◆ **Excerpt to read**
● ● ●

Description of problem: Being in the situation of a disaster recovery the procedure that is provided in documentation at https://docs.openshift.com/container-platform/3.4/admin_guide/backup_restore.html#cluster-backup or at https://docs.openshift.com/container-platform/3.3/admin_guide/backup_restore.html#cluster-backup is not useful because the etcd process won't start again due to the fact that the db file is missing in backup (${ETCD_DATA_DIR}/member/snap/db). We realize that etcd3 runs in a compatibility mode and the procedure for restoring the v2 keys it's the same but It seems that it also needs that file and backing up that file it's impossible because the "snapshot" argument of "etcdctl" command it's not available which should be according to the coreos docs: https://coreos.com/etcd/docs/3.0.15/op-guide/recovery.html. Etcd fails to start Version-Release number of selected component (if applicable): How reproducible: Steps to Reproduce: 1. 2. 3. Actual results: Etcd do not starts and the procedure is incorrect Expected results: Etcd should have started and needs a updating in documentation. Additional info:
This seems like two separate issues... 1. Update the docs on disaster recovery 2. Determine why your etcd instance is not starting. To #1, iirc before an upgrade a snapshot is saved.

● ● ●

(Dataset rows on where objects appear)
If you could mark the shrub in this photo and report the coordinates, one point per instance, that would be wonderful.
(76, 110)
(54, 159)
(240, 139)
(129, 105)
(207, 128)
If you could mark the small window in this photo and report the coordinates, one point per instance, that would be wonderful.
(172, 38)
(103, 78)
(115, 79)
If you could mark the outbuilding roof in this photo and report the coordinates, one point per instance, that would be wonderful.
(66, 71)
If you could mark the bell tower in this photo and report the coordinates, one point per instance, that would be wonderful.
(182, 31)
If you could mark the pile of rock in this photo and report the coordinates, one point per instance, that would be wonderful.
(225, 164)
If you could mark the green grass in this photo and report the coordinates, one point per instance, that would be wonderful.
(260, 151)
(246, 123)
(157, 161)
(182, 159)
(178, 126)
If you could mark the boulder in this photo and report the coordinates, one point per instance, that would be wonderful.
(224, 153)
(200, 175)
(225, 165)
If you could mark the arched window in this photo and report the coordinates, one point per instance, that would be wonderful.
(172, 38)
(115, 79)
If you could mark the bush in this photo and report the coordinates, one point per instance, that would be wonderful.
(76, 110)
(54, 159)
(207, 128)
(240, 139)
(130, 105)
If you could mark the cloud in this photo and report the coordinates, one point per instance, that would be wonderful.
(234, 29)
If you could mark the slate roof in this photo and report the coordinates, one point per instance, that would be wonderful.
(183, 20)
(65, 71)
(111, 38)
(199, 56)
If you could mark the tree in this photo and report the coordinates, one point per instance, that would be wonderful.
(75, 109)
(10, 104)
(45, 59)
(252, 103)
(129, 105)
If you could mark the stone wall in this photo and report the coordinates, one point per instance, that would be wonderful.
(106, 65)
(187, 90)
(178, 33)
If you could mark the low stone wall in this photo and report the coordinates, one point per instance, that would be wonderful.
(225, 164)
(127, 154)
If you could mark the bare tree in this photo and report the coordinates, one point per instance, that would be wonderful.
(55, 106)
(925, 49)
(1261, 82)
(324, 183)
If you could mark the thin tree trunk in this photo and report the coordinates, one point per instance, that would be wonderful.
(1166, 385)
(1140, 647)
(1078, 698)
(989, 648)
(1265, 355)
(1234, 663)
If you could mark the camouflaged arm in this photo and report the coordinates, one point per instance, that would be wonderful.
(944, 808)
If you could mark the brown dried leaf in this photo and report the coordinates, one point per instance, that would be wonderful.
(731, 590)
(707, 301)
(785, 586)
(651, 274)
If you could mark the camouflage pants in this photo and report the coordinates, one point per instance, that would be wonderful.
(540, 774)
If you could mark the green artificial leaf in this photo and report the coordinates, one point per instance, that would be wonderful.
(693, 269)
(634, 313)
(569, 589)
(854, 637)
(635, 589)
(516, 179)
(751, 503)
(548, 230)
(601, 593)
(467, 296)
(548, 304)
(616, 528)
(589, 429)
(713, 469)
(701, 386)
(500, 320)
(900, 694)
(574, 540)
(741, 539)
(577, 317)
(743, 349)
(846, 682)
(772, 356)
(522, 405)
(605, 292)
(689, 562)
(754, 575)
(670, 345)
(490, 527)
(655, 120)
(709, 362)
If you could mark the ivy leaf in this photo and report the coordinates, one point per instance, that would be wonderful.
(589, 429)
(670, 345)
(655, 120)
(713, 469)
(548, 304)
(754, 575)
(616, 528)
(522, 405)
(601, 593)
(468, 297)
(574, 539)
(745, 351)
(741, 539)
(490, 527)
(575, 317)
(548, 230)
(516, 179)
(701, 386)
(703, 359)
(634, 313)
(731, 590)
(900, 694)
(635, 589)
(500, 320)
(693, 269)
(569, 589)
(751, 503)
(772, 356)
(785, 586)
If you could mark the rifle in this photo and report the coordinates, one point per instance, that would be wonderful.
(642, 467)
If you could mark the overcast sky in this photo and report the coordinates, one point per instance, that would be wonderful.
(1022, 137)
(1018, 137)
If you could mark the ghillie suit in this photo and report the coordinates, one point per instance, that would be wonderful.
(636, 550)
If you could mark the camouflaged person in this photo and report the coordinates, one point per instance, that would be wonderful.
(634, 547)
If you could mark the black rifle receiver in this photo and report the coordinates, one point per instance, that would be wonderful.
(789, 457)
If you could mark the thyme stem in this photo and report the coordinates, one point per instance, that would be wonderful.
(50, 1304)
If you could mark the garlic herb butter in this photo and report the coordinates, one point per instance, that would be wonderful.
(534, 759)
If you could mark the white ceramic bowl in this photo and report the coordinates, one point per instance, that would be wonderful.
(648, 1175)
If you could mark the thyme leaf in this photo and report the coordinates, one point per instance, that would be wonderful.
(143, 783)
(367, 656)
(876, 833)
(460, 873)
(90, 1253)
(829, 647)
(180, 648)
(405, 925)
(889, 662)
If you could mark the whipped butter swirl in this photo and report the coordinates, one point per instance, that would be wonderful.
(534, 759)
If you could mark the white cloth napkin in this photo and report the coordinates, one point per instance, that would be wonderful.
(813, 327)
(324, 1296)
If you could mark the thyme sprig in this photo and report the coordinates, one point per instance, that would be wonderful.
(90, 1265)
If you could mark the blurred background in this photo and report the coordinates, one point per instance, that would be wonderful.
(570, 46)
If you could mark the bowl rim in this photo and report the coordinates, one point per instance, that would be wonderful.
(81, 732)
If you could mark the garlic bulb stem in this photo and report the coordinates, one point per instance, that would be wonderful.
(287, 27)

● ● ●

◆ **Your task**
Decide whether each statement below agrees with the etcd backup report, and give yes or no for each with the deciding words of the report quoted exactly. (a) The file missing from the backup is the db file. (b) The "snapshot" argument of etcdctl is available. (c) The reply treats the report as a single issue.

◆ **Exercise result**
(a) Yes: "the db file is missing in backup"
(b) No: "it's not available"
(c) No: "This seems like two separate issues"